** WHAT YOU NEED TO DO **
Every line of the material that follows must be printed again exactly.
BEGIN STORED ROWS
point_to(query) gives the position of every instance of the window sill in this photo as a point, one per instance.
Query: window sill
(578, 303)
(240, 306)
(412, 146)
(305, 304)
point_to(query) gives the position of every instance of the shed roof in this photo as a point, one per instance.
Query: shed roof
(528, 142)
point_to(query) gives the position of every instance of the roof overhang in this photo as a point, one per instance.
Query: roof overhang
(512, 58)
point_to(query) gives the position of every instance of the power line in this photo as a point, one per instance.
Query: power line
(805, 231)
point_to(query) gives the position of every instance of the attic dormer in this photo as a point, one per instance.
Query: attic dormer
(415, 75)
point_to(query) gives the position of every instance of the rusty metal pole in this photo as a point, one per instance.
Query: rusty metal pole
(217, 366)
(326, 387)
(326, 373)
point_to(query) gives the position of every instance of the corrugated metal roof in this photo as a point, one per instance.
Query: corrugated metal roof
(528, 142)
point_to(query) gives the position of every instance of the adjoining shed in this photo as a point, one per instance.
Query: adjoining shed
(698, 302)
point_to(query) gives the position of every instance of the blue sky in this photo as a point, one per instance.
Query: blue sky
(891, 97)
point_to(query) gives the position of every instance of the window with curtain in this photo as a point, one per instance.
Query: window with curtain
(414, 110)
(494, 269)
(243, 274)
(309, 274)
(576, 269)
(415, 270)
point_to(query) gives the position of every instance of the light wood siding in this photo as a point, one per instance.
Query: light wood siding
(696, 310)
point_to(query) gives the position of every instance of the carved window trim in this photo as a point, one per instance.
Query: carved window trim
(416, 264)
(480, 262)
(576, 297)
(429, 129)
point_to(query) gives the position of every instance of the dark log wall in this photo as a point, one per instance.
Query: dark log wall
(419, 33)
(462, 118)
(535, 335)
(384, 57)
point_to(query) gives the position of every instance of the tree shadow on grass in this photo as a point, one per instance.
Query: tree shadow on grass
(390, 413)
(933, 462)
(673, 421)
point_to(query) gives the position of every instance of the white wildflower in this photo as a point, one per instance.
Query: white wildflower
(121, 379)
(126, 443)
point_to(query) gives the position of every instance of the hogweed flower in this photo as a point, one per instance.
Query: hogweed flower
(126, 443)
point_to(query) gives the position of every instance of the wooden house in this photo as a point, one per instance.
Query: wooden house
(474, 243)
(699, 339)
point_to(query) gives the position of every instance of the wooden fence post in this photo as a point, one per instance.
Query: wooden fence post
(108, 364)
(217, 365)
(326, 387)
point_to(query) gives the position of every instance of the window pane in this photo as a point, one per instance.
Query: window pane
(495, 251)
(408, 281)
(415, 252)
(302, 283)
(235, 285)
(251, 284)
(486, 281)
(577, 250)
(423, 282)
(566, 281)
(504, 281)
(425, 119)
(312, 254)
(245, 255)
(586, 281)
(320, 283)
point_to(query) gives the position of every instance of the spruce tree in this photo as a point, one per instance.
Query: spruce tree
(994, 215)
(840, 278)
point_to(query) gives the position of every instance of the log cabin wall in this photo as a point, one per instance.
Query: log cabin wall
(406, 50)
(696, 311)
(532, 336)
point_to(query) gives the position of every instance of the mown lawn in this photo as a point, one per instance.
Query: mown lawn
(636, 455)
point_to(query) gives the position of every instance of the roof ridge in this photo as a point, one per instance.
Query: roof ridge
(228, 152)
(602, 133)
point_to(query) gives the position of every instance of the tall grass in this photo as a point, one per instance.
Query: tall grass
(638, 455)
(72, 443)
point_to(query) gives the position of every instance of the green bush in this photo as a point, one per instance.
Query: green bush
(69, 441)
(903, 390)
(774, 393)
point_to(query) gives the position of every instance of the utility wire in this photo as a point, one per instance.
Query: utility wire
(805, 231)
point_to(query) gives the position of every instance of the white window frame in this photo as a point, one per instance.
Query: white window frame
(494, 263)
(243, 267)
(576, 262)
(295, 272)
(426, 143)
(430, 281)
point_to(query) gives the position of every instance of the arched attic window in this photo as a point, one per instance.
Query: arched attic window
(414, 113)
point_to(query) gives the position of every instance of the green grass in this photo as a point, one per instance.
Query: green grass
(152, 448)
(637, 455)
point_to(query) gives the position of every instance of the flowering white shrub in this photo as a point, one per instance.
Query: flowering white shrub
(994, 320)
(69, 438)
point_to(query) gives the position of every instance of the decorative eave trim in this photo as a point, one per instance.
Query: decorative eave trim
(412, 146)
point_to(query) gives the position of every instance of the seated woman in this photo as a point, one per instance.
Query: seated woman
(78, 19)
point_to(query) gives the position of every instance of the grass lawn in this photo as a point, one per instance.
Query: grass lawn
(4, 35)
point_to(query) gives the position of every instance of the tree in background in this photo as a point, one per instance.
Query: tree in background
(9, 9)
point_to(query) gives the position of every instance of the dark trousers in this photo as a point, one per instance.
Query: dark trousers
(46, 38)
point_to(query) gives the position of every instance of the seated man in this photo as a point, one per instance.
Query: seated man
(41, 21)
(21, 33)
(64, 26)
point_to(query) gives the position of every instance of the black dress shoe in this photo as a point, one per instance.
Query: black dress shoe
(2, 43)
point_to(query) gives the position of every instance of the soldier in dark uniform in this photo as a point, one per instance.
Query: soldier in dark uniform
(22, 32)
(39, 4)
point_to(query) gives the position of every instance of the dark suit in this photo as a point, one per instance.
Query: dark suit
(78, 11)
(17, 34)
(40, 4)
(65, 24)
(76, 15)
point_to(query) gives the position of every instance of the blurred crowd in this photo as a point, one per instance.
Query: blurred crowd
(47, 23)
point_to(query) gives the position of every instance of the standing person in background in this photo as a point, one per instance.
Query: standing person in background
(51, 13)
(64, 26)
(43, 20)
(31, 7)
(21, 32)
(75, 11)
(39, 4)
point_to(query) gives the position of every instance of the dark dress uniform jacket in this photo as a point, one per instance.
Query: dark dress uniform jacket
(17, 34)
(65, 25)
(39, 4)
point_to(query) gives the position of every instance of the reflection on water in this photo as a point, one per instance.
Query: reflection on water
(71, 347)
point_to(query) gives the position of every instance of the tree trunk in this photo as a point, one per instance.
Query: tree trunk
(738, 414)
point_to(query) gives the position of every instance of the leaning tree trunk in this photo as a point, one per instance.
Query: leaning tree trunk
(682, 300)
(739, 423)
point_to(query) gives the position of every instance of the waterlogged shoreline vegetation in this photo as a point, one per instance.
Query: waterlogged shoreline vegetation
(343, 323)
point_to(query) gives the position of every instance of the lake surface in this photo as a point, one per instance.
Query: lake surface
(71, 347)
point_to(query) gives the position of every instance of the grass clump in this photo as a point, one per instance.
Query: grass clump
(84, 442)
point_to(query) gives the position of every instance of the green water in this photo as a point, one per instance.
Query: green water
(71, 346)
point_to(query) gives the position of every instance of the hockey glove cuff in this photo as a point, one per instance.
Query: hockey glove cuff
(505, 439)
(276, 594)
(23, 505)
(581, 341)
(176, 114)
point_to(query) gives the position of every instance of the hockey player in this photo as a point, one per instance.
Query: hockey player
END STORED ROWS
** RESPONSE TO THIS EXERCISE **
point_to(query) gives the position of every instance of the window sill in this photo as a point, one per instance.
Query: window sill
(578, 303)
(240, 306)
(412, 146)
(305, 304)
point_to(query) gives the position of every instance of the shed roof in this photo as a point, one per instance.
Query: shed roof
(528, 142)
point_to(query) gives the position of every instance of the roof overhang in this photo as a point, one per instance.
Query: roof overhang
(512, 58)
point_to(query) gives the position of every instance of the power line in this photo as a point, one per instance.
Query: power line
(805, 231)
point_to(query) gives the position of every instance of the attic dormer in this photo as a point, one per instance.
Query: attic dormer
(415, 75)
point_to(query) gives the position of every instance of the rusty metal pole in this photo as a point, one per instance.
Query: rusty metal pole
(217, 366)
(326, 387)
(326, 373)
point_to(query) gives the position of every instance of the corrugated metal roof in this photo as a point, one per instance.
Query: corrugated metal roof
(528, 142)
point_to(query) gives the position of every instance of the adjoining shed in this photo as a point, one per instance.
Query: adjoining shed
(698, 302)
point_to(query) gives the position of every instance of the blue sky in this photo as a point, one per instance.
Query: blue sky
(891, 97)
point_to(query) gives the position of every instance of the window with curtain in this photo as a point, one per instance.
Query: window with curtain
(414, 110)
(494, 269)
(243, 274)
(309, 274)
(576, 269)
(415, 270)
point_to(query) gives the position of every instance of the light wood siding in this photo as a point, one per instance.
Query: light wood siding
(696, 310)
point_to(query) gives the position of every instance of the carved window trim in this photo as a point, one per instance.
Query: carved window trim
(416, 264)
(480, 262)
(576, 297)
(429, 129)
point_to(query) gives the position of every instance of the dark log wall in this photo as a point, one per instance.
Query: dark log wall
(419, 33)
(462, 118)
(535, 335)
(384, 57)
point_to(query) gives the position of every instance of the tree shadow on grass in this photo as a point, one per instance.
Query: tree shadow on grass
(390, 413)
(933, 462)
(673, 421)
point_to(query) gives the position of every instance of the white wildflower in this photo as a point, one per instance.
Query: white wildflower
(121, 379)
(126, 443)
point_to(query) gives the position of every instance of the hogweed flower in this photo as a point, one per instance.
Query: hogweed flower
(126, 443)
point_to(query) gives the position of every instance of the wooden house in this photo as a point, one per instance.
Query: wooden house
(474, 243)
(699, 339)
point_to(query) gives the position of every instance of the wooden fence post in this photo as a point, one per instance.
Query: wooden fence post
(108, 364)
(217, 365)
(326, 387)
point_to(query) gives the position of every instance of the window pane in this photo as a point, one per instance.
Query: window pane
(495, 251)
(408, 281)
(415, 252)
(302, 283)
(235, 285)
(251, 284)
(486, 281)
(577, 250)
(423, 282)
(566, 281)
(504, 281)
(425, 119)
(312, 254)
(245, 255)
(586, 281)
(320, 283)
point_to(query) gives the position of every instance of the spruce tree in this photo as a point, one per instance.
Query: spruce tree
(994, 215)
(840, 278)
point_to(query) gives the position of every instance of the log cabin wall in this photo as a point, one per instance.
Query: log cabin wall
(406, 50)
(696, 311)
(532, 336)
point_to(query) gives the position of every instance of the mown lawn in this photo as a point, one per instance.
Query: mown lawn
(636, 455)
point_to(query) gives the position of every instance of the roof ridge in this photo as a point, one per instance.
Query: roof ridge
(228, 152)
(602, 133)
point_to(query) gives the position of every instance of the tall grass in this photo as a point, one per instance.
Query: tall grass
(638, 455)
(72, 443)
point_to(query) gives the position of every instance of the green bush in this photo as a point, one per instance.
Query: green bush
(69, 441)
(903, 390)
(774, 393)
point_to(query) gives the position of every instance of the utility wire in this photo as a point, one per instance.
Query: utility wire
(805, 231)
point_to(query) gives the position of every instance of the white window frame in this photo as a point, one per instance.
Query: white window frame
(494, 263)
(243, 267)
(576, 262)
(295, 272)
(426, 143)
(430, 281)
point_to(query) gives the position of every instance of the arched attic window in this photo as a point, one per instance.
Query: arched attic window
(414, 113)
point_to(query) gives the position of every instance of the green grass in this photo as a point, one per instance.
Query: green grass
(152, 448)
(637, 455)
point_to(query) gives the position of every instance of the flowering white shrub in this photo as a point, one per instance.
Query: flowering white shrub
(994, 320)
(69, 438)
point_to(query) gives the position of every instance of the decorative eave trim in this photo as a point, one per instance.
Query: decorative eave trim
(412, 146)
point_to(query) gives the position of every instance of the seated woman in this photo as a point, one per instance.
Query: seated woman
(78, 19)
point_to(query) gives the position of every instance of the grass lawn in this photo as a point, one per instance.
Query: grass lawn
(4, 35)
point_to(query) gives the position of every instance of the tree in background in this photo as a point, one per instance.
Query: tree in background
(9, 9)
point_to(query) gives the position of every instance of the dark trousers in this photo as a point, one per instance.
Query: dark trousers
(46, 38)
point_to(query) gives the position of every instance of the seated man in this photo as a point, one per instance.
Query: seated man
(41, 21)
(21, 33)
(64, 26)
point_to(query) gives the position of every instance of the black dress shoe in this photo as a point, one per instance.
Query: black dress shoe
(2, 43)
point_to(query) gives the position of every instance of the soldier in dark uniform in this photo as a point, one per instance.
Query: soldier in dark uniform
(22, 32)
(39, 4)
point_to(query) gives the position of every instance of the dark suit in this photo as a point, one per instance.
Query: dark suit
(78, 11)
(17, 34)
(40, 4)
(65, 24)
(76, 15)
point_to(query) gives the position of every instance of the blurred crowd in this photo as a point, one per instance.
Query: blurred crowd
(47, 23)
point_to(query) gives the position of every instance of the standing person in background in this photo as a point, one per instance.
Query: standing person in background
(51, 13)
(64, 26)
(43, 20)
(31, 7)
(21, 32)
(75, 11)
(39, 4)
point_to(query) gives the position of every instance of the dark dress uniform jacket in this photo as a point, one per instance.
Query: dark dress uniform jacket
(17, 34)
(65, 25)
(39, 4)
point_to(query) gives the position of every instance of the reflection on water in this photo as a point, one per instance.
Query: reflection on water
(71, 347)
point_to(query) gives the position of every instance of the tree trunk in this photo as a point, one per instance.
Query: tree trunk
(738, 414)
point_to(query) gives the position of every instance of the leaning tree trunk in this photo as a point, one per instance.
Query: leaning tree trunk
(682, 300)
(739, 423)
point_to(query) gives the position of every instance of the waterlogged shoreline vegetation in this photo as a point, one per instance.
Query: waterlogged shoreline vegetation
(343, 323)
point_to(query) gives the position of every instance of the lake surface in this photo as a point, one per instance.
Query: lake surface
(71, 347)
point_to(query) gives the position of every instance of the grass clump in this photo as a point, one per instance.
Query: grass clump
(84, 442)
point_to(query) gives the position of every instance of the green water in this photo as a point, one per instance.
Query: green water
(71, 346)
point_to(query) gives the position of every instance of the hockey glove cuff in this photo as a point, one per instance.
Query: hockey glove cuff
(505, 439)
(276, 594)
(23, 505)
(581, 341)
(176, 114)
point_to(query) gives the position of every instance of the hockey player in this photo as a point, one per instance.
Query: hockey player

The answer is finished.